§ PAGE:
####################

Way before I heard of that lame “in bed” joke about fortune cookies, I had “f-cookies.”

Pronounced “fuh-cookies”. One word.

Back in ninth or tenth grade, when I was taking programming with the awesome and hilarious storyteller Alex, [dred-]locked Maurice, and Dan-the-Man, when life was simple and life was Turbo Pascal, when coding was about goofily writing unmaintainable code in as many languages as we knew, when Alex was allowed to dominate the class for half a period during coding time to have us giggling too hard to be able to see the monitors…

… back then we had f-cookies.

The assignment was simple: write a fortune cookie generator using fortunes you put in a text file and spit out randomly using a Pascal program of our creation.

So we partnered up; Alex and Maurice always partnered up unless told otherwise by Ms. G-B. They were the sort that no one else really wanted to work with, in part because you’d end up doing all the coding, and in part because they were too funny a duo to break up.

Anyway, most folks (myself included) wrote lame, general fortunes. “You shall have peace and prosperity,” and all that bullshit. Dan-the-Man may have done his in Spanish, since he was cool like that. Alex and Maurice, of course, wrote the most amazingly funny fortune cookies. (Notice there are only four people in this class? Ha. There were really 20 or more.)

I don’t think I remember a single one of their fortunes, but we had here two grinding (as in rails) skater-types who talked incessantly of the latest tricks they’d learned and who had a willingness to playfully offend any group, but the boyish charm to be excused of all their crimes (even of calling our Jewish teacher a Nazi… whoo, that was a tense moment).

####################

§ PROBLEMS TO SOLVE:
#1 In the f-cookies story, write out the part from "The assignment was" to "20 or more.)" again, substituting "sayings" for "fortunes".
#2 Which people does the f-cookies story mention by name? List them all.

Pointing dataset excerpts:
####################

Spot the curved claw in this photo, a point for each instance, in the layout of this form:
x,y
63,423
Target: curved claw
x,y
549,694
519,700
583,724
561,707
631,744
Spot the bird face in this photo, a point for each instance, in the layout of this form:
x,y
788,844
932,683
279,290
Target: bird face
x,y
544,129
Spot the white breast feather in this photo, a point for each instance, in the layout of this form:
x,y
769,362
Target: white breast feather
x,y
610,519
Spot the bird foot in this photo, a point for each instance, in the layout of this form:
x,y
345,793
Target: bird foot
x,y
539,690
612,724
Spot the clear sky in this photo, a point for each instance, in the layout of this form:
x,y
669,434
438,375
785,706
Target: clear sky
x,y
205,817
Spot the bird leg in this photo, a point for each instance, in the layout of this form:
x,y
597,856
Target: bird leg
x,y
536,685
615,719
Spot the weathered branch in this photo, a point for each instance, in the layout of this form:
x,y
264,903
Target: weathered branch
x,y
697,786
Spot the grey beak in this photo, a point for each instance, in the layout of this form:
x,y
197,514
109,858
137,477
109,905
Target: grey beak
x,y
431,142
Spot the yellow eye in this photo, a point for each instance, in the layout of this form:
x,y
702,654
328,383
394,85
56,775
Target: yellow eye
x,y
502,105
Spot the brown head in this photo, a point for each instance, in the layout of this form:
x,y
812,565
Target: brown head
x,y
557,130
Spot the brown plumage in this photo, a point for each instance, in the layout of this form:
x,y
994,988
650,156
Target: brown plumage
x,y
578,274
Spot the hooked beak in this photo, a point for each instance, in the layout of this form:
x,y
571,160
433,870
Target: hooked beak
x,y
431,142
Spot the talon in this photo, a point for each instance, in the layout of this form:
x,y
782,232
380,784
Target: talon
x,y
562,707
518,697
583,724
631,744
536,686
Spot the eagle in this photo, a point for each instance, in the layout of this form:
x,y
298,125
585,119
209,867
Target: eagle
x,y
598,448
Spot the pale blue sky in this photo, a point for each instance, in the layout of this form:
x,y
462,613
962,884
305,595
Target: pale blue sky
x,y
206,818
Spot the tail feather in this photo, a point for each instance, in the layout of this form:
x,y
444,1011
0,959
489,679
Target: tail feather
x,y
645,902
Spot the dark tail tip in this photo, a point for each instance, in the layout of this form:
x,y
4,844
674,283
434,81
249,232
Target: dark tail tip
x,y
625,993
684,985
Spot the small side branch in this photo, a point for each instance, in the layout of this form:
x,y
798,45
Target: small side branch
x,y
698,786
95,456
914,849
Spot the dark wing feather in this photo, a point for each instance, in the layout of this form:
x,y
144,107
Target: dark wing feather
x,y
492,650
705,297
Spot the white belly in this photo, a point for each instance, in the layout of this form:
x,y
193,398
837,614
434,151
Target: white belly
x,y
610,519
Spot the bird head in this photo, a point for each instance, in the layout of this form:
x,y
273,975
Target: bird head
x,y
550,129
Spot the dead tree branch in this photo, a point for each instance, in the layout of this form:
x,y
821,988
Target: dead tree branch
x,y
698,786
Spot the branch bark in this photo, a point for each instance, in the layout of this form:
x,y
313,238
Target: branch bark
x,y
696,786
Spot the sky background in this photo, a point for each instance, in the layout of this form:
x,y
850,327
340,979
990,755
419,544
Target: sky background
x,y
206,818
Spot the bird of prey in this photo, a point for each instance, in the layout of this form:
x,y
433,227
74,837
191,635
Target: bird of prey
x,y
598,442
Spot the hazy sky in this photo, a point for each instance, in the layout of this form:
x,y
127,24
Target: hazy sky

####################

§ OUTPUTS FOR THE TASKS:
#1
The assignment was simple: write a fortune cookie generator using sayings you put in a text file and spit out randomly using a Pascal program of our creation.

So we partnered up; Alex and Maurice always partnered up unless told otherwise by Ms. G-B. They were the sort that no one else really wanted to work with, in part because you’d end up doing all the coding, and in part because they were too funny a duo to break up.

Anyway, most folks (myself included) wrote lame, general sayings. “You shall have peace and prosperity,” and all that bullshit. Dan-the-Man may have done his in Spanish, since he was cool like that. Alex and Maurice, of course, wrote the most amazingly funny fortune cookies. (Notice there are only four people in this class? Ha. There were really 20 or more.)

#2
Alex
Maurice
Dan-the-Man
Ms. G-B